◆ **INFORMATION SUPPLIED**:
▬▬▬▬▬▬▬▬▬▬

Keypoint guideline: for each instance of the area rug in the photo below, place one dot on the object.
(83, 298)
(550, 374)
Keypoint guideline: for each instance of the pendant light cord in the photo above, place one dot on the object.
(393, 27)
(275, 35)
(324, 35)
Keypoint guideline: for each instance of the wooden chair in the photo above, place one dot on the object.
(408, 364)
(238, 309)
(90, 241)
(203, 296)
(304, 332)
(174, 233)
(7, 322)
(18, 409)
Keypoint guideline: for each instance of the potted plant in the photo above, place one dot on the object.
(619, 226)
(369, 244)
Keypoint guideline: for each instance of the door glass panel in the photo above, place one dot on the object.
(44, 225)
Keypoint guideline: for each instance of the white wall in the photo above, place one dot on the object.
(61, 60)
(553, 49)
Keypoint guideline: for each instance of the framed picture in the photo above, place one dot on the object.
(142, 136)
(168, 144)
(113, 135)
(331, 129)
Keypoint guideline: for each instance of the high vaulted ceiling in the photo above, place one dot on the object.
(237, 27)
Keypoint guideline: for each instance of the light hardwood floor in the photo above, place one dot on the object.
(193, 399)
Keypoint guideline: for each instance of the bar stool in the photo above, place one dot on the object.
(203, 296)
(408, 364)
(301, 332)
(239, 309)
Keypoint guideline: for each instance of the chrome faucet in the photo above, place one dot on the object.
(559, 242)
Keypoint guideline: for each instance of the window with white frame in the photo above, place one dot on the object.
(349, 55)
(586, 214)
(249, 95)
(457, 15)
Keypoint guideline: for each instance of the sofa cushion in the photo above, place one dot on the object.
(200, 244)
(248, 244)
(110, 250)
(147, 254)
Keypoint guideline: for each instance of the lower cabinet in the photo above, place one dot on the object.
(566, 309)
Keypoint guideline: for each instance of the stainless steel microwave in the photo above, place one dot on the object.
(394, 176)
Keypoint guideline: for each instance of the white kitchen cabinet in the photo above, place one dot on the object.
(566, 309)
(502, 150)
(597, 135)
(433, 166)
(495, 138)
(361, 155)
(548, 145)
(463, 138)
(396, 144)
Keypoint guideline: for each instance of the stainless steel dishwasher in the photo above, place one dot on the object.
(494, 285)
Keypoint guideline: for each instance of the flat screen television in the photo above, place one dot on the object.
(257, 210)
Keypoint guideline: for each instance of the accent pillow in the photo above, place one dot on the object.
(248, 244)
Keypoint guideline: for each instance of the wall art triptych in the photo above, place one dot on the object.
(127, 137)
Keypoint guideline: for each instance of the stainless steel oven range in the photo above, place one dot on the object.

▬▬▬▬▬▬▬▬▬▬

◆ **TASK TO COMPLETE**: Copy the records again from the line with "stainless steel microwave" up to and including the last line of the records, keeping every request line as is, and lower each number in the point coordinates by 145.

◆ **EXERCISE RESULT**:
Keypoint guideline: for each instance of the stainless steel microwave in the photo above, place one dot on the object.
(249, 31)
Keypoint guideline: for each instance of the white kitchen cabinet in the photo above, place one dot on the object.
(421, 164)
(357, 5)
(452, -10)
(288, 21)
(350, -7)
(216, 10)
(403, 0)
(318, -7)
(251, -1)
Keypoint guideline: for each instance of the stainless steel dishwasher in the photo above, place one dot on the object.
(349, 140)
Keypoint guideline: for each instance of the flat screen television in the photo above, place one dot on the object.
(112, 65)
Keypoint guideline: for each instance of the accent pillow in the photo above, place one dot on the object.
(103, 99)
Keypoint guideline: for each instance of the wall art triptych in the photo above, place one dot on the object.
(-18, -8)
Keypoint guideline: for each instance of the stainless steel oven range in the photo above, place one dot on the object.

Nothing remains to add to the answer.